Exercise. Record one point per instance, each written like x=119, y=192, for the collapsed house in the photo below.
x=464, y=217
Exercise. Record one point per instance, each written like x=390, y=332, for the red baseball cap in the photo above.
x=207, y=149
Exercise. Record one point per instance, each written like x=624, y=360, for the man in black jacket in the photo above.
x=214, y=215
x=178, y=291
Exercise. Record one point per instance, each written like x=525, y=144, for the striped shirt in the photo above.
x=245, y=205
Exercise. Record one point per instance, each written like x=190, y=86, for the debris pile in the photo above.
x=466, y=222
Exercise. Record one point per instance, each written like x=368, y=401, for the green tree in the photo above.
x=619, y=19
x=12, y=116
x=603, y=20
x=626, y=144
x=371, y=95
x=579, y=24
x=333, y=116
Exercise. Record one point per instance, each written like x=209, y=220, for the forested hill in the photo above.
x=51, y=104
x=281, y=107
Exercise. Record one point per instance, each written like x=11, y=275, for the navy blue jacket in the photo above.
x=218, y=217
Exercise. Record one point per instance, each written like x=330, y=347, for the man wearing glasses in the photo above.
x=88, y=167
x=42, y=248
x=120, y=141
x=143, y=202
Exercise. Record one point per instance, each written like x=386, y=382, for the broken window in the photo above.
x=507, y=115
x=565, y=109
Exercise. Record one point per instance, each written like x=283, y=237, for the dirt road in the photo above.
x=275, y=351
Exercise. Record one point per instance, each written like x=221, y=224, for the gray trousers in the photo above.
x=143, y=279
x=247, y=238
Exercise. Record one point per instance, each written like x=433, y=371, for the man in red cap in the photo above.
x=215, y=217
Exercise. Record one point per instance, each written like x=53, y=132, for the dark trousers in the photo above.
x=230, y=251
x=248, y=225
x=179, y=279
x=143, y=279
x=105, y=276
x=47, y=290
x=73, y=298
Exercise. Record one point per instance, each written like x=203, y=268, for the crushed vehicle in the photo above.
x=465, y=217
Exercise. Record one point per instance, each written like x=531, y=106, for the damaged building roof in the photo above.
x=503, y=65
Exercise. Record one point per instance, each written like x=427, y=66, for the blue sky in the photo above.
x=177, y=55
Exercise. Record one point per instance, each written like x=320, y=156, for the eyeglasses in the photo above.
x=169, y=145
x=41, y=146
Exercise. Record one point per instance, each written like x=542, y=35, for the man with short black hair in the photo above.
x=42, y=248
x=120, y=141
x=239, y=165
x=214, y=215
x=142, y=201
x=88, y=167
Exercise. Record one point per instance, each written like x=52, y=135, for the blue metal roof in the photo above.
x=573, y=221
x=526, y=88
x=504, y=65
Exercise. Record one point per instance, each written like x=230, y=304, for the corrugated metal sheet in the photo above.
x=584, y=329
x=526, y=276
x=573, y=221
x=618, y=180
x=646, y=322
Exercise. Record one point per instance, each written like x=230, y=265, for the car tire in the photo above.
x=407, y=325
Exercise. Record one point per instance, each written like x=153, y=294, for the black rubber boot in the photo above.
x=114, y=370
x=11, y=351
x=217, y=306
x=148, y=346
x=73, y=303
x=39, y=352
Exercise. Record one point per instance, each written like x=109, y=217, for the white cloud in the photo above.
———
(WORK INSTRUCTIONS) Format all of the entries above as a numbered list with one line per item, leaving out any blank lines.

(CORRECT OUTPUT)
1. Exercise. Record one point per instance, each written like x=119, y=192, for the collapsed house in the photo below.
2. x=464, y=217
3. Exercise. Record one point per instance, each written like x=390, y=332, for the red baseball cap in the photo above.
4. x=207, y=149
5. Exercise. Record one point per instance, each written like x=624, y=360, for the man in black jacket in the photo above.
6. x=214, y=215
7. x=178, y=291
8. Exercise. Record one point per instance, each written like x=525, y=144, for the striped shirt in the photo above.
9. x=245, y=205
10. Exercise. Record one point per instance, each written like x=190, y=86, for the debris pile in the photo above.
11. x=466, y=222
12. Exercise. Record one point per instance, each written like x=368, y=401, for the green tree in the photo above.
13. x=619, y=19
14. x=12, y=116
15. x=603, y=20
16. x=626, y=144
17. x=371, y=95
18. x=579, y=24
19. x=333, y=116
20. Exercise. Record one point per instance, each written like x=209, y=220, for the forested hill in the photo above.
21. x=51, y=104
22. x=281, y=107
23. Exercise. Record one point per instance, each written like x=11, y=275, for the navy blue jacket in the photo above.
24. x=218, y=217
25. Exercise. Record one point per instance, each written like x=330, y=347, for the man wearing glasses in the photo above.
26. x=88, y=167
27. x=42, y=248
28. x=120, y=141
29. x=143, y=202
30. Exercise. Record one point per instance, each written like x=386, y=382, for the broken window in the photo above.
31. x=507, y=115
32. x=565, y=109
33. Exercise. Record one point per instance, each written like x=283, y=237, for the dirt road in the photo above.
34. x=275, y=351
35. Exercise. Record one point per instance, each written like x=221, y=224, for the gray trousers in the photo above.
36. x=143, y=279
37. x=247, y=238
38. Exercise. Record one point per instance, each written like x=433, y=371, for the man in red cap in the photo above.
39. x=215, y=217
40. Exercise. Record one point per instance, each written like x=53, y=132, for the dark trousers in the photo above.
41. x=230, y=251
42. x=248, y=225
43. x=179, y=279
44. x=143, y=279
45. x=105, y=276
46. x=47, y=290
47. x=73, y=298
48. Exercise. Record one point per instance, each written like x=203, y=268, for the crushed vehicle in the photo above.
49. x=465, y=217
50. Exercise. Record one point per instance, each written like x=531, y=106, for the damaged building roof in the photo above.
51. x=503, y=65
52. Exercise. Record one point per instance, each written like x=427, y=66, for the blue sky in the photo above.
53. x=177, y=55
54. Exercise. Record one point per instance, each written like x=320, y=156, for the eyeglasses in the photo above.
55. x=169, y=145
56. x=41, y=146
57. Exercise. Record one point per instance, each written like x=542, y=35, for the man with short black hair in the photo above.
58. x=42, y=248
59. x=120, y=141
60. x=239, y=165
61. x=214, y=215
62. x=142, y=201
63. x=88, y=167
64. Exercise. Record one point per instance, each written like x=52, y=135, for the blue metal roof in the photo above.
65. x=573, y=221
66. x=526, y=88
67. x=504, y=65
68. Exercise. Record one point per instance, each written like x=230, y=304, for the corrugated metal sheet in the photo above.
69. x=584, y=329
70. x=526, y=276
71. x=573, y=221
72. x=618, y=180
73. x=646, y=322
74. Exercise. Record one point per instance, each written like x=230, y=265, for the car tire in the photo above.
75. x=407, y=325
76. Exercise. Record one point per instance, each written like x=153, y=294, for the black rubber boot in the photo above.
77. x=114, y=370
78. x=11, y=351
79. x=217, y=306
80. x=148, y=346
81. x=73, y=303
82. x=39, y=352
83. Exercise. Record one point per instance, each written like x=109, y=217, for the white cloud in the photo above.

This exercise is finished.